• **Data for processing**
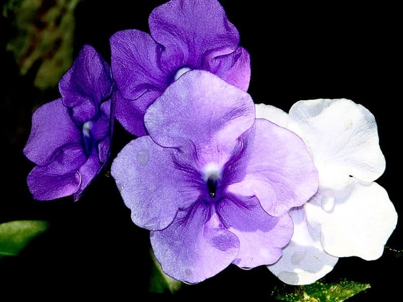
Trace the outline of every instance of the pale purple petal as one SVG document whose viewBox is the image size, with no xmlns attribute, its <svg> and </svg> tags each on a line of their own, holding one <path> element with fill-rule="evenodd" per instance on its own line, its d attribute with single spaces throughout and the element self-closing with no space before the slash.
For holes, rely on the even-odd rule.
<svg viewBox="0 0 403 302">
<path fill-rule="evenodd" d="M 239 47 L 234 52 L 210 58 L 202 68 L 220 77 L 231 85 L 246 91 L 250 81 L 250 58 L 247 50 Z"/>
<path fill-rule="evenodd" d="M 317 190 L 317 172 L 302 140 L 268 121 L 256 120 L 243 160 L 245 178 L 228 190 L 255 196 L 273 216 L 301 205 Z"/>
<path fill-rule="evenodd" d="M 144 125 L 144 114 L 149 106 L 161 94 L 150 91 L 134 101 L 124 98 L 117 92 L 115 117 L 123 128 L 132 134 L 143 136 L 148 134 Z"/>
<path fill-rule="evenodd" d="M 112 86 L 108 64 L 92 46 L 84 45 L 59 82 L 63 103 L 73 108 L 74 119 L 84 122 L 97 114 Z"/>
<path fill-rule="evenodd" d="M 231 53 L 238 46 L 238 31 L 216 1 L 172 0 L 153 11 L 149 18 L 151 35 L 164 46 L 164 70 L 199 68 L 204 57 Z"/>
<path fill-rule="evenodd" d="M 62 150 L 48 165 L 36 166 L 27 179 L 34 198 L 49 200 L 76 192 L 81 184 L 78 170 L 85 161 L 81 146 L 72 145 Z"/>
<path fill-rule="evenodd" d="M 164 91 L 169 79 L 158 64 L 161 46 L 150 35 L 123 30 L 112 36 L 110 42 L 112 74 L 125 99 L 133 100 L 150 92 Z"/>
<path fill-rule="evenodd" d="M 256 198 L 220 205 L 219 214 L 226 228 L 239 240 L 239 253 L 233 263 L 244 268 L 274 263 L 281 257 L 282 248 L 293 234 L 288 214 L 270 216 Z"/>
<path fill-rule="evenodd" d="M 42 105 L 34 112 L 24 154 L 30 161 L 43 166 L 53 160 L 62 146 L 80 142 L 80 130 L 59 99 Z"/>
<path fill-rule="evenodd" d="M 293 209 L 290 214 L 294 223 L 291 240 L 280 259 L 267 268 L 287 284 L 311 284 L 333 269 L 339 258 L 323 251 L 320 232 L 310 232 L 303 208 Z"/>
<path fill-rule="evenodd" d="M 142 228 L 166 228 L 180 208 L 189 206 L 198 197 L 198 191 L 188 181 L 195 176 L 173 162 L 176 152 L 160 147 L 146 136 L 132 140 L 113 161 L 112 175 L 131 210 L 133 221 Z"/>
<path fill-rule="evenodd" d="M 320 228 L 322 246 L 330 255 L 374 260 L 382 256 L 397 214 L 383 188 L 351 179 L 333 195 L 320 189 L 315 202 L 304 206 L 307 220 Z"/>
<path fill-rule="evenodd" d="M 188 71 L 171 84 L 144 117 L 154 141 L 195 152 L 202 165 L 225 163 L 254 121 L 247 93 L 203 70 Z"/>
<path fill-rule="evenodd" d="M 238 254 L 239 242 L 220 226 L 216 214 L 208 218 L 208 208 L 200 205 L 190 216 L 187 214 L 180 212 L 169 226 L 150 236 L 155 258 L 165 273 L 194 283 L 229 265 Z"/>
</svg>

• **Written instruction**
Copy out the items from their beginning through the line that contains "239 47 L 234", including that line, and leave the pictures out of your answer.

• **Problem solution**
Trace the outline of every instance of the pale purple petal as one SVG document whose viewBox is the image size, with no xmlns attribute, its <svg> and </svg> tags each on a line of their own, holding one <path> element with fill-rule="evenodd" per instance on its own line, its d attribute with single spaces throughout and the element self-closing with no space before the slash.
For holes, rely on the even-odd rule.
<svg viewBox="0 0 403 302">
<path fill-rule="evenodd" d="M 239 47 L 234 52 L 210 58 L 202 68 L 220 77 L 231 85 L 246 91 L 250 81 L 250 58 L 247 50 Z"/>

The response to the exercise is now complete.